**** RAW DATA ****

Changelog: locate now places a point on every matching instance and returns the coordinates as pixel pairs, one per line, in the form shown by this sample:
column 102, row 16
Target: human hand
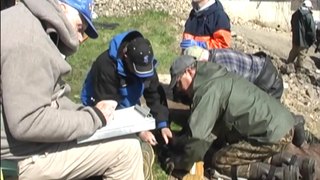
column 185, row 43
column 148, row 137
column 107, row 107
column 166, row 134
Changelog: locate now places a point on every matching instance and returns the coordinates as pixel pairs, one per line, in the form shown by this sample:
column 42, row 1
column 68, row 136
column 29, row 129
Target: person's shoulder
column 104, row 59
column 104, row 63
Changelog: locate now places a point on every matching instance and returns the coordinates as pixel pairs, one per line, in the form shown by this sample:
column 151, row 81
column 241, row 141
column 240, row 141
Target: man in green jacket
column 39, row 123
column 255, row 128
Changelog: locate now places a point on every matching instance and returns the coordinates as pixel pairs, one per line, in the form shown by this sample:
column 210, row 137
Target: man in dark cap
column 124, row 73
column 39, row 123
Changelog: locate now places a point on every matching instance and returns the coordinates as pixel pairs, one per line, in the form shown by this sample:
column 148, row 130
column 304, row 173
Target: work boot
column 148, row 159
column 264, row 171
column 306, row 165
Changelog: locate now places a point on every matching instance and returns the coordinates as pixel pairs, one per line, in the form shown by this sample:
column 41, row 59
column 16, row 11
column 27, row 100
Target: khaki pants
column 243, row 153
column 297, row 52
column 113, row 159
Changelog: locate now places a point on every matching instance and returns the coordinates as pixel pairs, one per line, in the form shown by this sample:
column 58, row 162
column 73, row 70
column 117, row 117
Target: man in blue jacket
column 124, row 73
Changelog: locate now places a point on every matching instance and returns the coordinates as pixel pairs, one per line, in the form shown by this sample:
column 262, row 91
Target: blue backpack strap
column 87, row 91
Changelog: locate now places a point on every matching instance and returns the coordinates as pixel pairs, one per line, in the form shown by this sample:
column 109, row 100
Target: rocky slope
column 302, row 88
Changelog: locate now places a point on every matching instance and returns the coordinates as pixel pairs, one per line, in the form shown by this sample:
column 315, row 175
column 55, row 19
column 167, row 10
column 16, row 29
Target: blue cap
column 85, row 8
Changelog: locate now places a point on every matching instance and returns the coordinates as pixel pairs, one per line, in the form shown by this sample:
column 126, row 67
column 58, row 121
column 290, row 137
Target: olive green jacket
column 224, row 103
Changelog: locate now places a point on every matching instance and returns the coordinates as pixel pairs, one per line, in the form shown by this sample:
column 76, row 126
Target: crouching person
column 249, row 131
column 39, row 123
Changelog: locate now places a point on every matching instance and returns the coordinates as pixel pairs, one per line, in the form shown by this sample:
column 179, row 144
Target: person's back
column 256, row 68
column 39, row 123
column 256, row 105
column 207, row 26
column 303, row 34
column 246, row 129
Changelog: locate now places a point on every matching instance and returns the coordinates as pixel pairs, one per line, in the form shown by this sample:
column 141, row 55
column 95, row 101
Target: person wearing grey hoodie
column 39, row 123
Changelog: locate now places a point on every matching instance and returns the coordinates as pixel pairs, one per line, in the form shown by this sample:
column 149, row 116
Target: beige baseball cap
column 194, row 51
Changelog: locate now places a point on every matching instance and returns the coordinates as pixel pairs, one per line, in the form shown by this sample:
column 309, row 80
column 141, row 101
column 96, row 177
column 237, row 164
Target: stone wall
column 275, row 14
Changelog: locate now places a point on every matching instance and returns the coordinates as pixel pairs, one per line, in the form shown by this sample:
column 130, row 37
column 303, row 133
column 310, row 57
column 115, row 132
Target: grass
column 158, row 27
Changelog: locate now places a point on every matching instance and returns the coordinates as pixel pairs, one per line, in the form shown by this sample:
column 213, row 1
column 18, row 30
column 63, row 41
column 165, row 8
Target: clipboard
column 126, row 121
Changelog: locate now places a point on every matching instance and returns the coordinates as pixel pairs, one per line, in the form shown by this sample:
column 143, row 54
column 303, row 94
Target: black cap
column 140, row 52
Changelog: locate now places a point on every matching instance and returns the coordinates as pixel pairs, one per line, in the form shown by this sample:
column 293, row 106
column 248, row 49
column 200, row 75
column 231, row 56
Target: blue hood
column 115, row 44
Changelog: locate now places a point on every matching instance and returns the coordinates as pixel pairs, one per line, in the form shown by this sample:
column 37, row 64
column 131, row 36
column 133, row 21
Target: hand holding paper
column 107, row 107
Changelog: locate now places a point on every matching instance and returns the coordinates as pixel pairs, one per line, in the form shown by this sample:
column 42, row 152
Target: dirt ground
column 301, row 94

****
**** RAW DATA ****

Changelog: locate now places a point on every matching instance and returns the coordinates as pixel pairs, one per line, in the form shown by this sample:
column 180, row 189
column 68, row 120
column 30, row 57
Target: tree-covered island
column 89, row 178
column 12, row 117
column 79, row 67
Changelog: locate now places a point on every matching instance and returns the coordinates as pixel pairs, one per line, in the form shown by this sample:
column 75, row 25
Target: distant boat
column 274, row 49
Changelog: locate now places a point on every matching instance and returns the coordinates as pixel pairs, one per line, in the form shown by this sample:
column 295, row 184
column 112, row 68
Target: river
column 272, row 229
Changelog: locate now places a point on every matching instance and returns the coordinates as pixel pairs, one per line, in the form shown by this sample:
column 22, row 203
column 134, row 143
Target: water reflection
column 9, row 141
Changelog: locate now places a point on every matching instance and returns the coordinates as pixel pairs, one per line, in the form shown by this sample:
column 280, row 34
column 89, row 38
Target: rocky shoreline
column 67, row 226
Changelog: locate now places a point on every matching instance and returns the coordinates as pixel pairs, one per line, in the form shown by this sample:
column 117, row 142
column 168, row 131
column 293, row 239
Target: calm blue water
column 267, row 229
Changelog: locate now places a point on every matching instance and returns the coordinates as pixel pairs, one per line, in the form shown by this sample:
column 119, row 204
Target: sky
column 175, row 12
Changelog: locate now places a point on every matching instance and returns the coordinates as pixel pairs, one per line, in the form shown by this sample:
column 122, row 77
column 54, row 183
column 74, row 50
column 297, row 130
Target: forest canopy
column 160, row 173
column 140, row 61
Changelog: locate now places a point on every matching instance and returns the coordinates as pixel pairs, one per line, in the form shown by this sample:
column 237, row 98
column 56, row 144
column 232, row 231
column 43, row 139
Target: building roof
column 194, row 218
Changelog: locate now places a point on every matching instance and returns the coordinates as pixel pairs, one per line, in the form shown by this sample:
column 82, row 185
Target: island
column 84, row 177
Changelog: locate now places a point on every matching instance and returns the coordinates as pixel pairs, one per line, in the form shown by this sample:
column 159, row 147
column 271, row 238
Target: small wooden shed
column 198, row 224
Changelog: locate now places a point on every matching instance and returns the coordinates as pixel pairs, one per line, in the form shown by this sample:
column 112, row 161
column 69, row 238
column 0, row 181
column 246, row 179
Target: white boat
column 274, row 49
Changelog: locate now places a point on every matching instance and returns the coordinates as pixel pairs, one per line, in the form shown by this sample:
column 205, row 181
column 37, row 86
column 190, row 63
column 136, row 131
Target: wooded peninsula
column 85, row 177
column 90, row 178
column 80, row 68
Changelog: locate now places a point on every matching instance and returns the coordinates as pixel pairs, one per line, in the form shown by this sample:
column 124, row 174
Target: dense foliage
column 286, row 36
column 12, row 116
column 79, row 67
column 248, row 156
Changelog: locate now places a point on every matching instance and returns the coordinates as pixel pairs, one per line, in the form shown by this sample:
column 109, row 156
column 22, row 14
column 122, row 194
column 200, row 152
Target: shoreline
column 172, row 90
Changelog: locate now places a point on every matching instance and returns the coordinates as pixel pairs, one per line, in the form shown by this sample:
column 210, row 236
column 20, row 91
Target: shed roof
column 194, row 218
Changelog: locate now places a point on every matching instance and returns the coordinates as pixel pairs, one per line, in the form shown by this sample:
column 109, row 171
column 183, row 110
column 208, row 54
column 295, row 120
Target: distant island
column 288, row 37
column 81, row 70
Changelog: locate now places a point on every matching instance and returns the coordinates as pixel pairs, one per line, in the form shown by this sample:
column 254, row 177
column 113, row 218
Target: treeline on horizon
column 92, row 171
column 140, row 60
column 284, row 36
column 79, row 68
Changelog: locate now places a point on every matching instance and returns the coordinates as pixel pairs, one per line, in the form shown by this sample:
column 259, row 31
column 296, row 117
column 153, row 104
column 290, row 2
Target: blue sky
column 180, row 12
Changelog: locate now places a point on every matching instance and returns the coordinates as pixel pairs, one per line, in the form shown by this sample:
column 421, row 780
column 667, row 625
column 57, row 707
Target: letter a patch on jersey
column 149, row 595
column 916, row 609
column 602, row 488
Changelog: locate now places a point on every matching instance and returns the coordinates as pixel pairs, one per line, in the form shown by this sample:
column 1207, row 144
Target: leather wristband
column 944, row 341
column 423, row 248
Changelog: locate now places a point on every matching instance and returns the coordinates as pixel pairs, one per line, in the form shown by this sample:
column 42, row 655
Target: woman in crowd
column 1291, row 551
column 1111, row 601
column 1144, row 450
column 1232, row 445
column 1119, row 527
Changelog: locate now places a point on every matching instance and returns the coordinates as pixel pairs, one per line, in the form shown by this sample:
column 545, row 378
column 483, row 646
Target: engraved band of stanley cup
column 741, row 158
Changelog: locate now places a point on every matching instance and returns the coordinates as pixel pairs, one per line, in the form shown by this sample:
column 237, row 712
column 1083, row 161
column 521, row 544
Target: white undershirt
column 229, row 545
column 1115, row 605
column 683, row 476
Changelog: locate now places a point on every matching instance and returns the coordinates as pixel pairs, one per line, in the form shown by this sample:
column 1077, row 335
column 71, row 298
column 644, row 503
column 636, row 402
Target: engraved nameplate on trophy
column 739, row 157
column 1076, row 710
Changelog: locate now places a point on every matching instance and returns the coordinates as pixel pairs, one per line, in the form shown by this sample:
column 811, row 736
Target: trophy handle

****
**** RAW DATA ****

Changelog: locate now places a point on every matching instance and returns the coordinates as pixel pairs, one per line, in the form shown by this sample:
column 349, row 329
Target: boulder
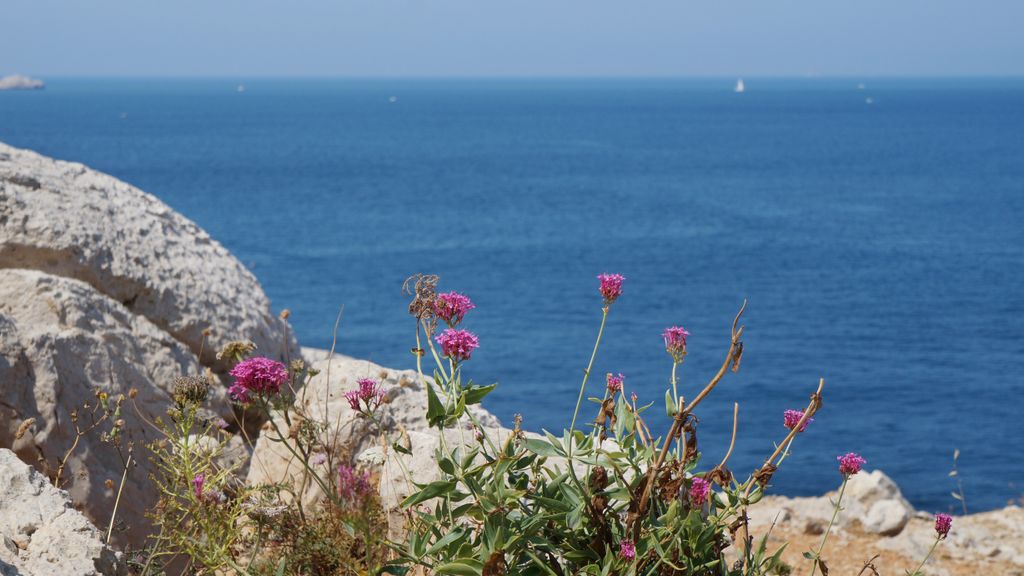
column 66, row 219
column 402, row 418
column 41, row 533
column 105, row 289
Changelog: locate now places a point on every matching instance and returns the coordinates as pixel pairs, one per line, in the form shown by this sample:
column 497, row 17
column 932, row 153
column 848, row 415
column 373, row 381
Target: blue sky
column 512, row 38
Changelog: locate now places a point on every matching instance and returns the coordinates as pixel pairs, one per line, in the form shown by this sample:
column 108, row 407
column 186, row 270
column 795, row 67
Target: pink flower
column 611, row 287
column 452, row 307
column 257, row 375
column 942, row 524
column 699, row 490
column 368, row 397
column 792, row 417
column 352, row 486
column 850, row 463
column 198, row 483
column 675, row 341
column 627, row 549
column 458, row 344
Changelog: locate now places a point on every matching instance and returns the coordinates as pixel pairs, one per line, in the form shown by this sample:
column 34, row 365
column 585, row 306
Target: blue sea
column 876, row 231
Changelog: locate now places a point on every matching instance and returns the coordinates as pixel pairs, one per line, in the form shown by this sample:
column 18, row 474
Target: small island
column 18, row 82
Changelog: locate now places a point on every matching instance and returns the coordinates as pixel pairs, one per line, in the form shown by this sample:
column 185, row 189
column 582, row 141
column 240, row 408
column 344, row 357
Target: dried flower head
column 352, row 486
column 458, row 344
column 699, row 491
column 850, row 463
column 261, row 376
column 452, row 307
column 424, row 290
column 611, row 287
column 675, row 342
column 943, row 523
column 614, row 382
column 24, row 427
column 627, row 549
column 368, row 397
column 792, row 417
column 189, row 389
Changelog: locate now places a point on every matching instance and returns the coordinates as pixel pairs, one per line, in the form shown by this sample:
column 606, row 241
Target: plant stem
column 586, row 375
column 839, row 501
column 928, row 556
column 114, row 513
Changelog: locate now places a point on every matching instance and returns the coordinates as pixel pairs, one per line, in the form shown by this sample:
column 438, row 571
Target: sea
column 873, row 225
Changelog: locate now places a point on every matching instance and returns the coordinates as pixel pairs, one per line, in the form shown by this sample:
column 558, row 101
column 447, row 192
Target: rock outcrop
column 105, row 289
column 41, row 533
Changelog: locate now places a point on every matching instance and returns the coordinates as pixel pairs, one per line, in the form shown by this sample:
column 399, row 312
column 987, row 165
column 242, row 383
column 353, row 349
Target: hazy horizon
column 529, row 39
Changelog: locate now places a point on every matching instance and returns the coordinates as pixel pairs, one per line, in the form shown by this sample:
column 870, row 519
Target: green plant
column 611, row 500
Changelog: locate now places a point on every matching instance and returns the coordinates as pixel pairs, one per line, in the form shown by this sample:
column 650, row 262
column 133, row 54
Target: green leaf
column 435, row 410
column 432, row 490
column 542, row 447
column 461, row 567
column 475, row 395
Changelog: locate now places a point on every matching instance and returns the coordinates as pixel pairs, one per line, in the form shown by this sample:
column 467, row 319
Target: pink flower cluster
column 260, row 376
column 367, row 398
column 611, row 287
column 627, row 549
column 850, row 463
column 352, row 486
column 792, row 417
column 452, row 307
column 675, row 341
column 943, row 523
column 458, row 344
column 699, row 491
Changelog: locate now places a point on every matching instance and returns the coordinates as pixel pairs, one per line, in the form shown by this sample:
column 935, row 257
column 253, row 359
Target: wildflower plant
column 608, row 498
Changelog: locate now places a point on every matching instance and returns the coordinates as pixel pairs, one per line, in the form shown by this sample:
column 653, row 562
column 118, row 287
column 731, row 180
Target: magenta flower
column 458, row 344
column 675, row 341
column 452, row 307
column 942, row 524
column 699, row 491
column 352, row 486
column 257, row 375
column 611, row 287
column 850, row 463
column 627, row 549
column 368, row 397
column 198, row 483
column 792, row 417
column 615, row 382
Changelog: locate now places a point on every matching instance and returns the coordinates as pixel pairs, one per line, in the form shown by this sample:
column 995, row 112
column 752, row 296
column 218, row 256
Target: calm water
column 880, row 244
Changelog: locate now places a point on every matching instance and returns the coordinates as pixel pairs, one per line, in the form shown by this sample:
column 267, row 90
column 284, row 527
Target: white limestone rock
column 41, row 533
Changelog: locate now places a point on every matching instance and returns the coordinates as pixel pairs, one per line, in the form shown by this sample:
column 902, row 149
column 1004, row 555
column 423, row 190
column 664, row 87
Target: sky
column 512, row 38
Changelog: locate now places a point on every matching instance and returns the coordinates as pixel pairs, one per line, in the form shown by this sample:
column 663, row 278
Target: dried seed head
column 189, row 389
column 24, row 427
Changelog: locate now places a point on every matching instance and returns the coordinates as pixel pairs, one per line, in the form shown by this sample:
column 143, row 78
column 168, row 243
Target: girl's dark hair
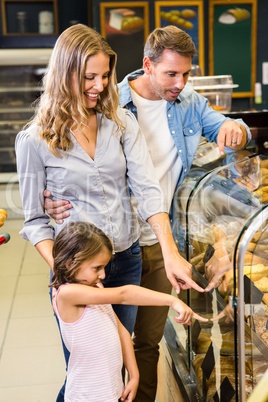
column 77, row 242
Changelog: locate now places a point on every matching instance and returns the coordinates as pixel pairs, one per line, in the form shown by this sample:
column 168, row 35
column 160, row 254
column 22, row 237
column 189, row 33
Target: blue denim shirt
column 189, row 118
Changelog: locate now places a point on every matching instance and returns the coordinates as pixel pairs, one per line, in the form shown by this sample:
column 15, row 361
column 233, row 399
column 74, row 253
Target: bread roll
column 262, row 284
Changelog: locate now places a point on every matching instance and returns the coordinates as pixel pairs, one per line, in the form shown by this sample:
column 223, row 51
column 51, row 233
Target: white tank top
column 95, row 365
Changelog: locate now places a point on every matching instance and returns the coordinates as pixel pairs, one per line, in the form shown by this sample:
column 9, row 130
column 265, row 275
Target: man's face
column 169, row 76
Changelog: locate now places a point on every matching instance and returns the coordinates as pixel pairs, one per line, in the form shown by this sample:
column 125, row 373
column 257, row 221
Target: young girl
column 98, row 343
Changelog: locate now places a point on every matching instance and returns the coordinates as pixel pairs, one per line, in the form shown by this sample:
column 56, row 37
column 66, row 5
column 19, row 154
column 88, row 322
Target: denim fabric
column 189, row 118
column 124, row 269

****

*REQUIRED WORK*.
Only one stretch of the records above is wanted: the lines between the one holding "Target: leather wristband" and the one holding "column 521, row 544", inclusive, reproduced exactly.

*SOLUTION TO THE EXERCISE*.
Target: leather wristband
column 944, row 341
column 423, row 248
Changelog: locate now places a point on every matching instance and returns the coordinates as pixel pairs, one per line, in the form shown by this sample:
column 42, row 655
Target: woman in crowd
column 1291, row 551
column 1111, row 601
column 1144, row 450
column 1232, row 445
column 1119, row 527
Changelog: locate now places a point on every matching instance and returns the coordinates as pixel pairs, one per line, in the form shown by this sample:
column 545, row 378
column 483, row 646
Target: engraved band of stanley cup
column 741, row 158
Changelog: locate now places a point on every matching instance and returns the coordinates as pixel pairs, one per line, in the form shown by this sample:
column 237, row 712
column 1083, row 161
column 521, row 544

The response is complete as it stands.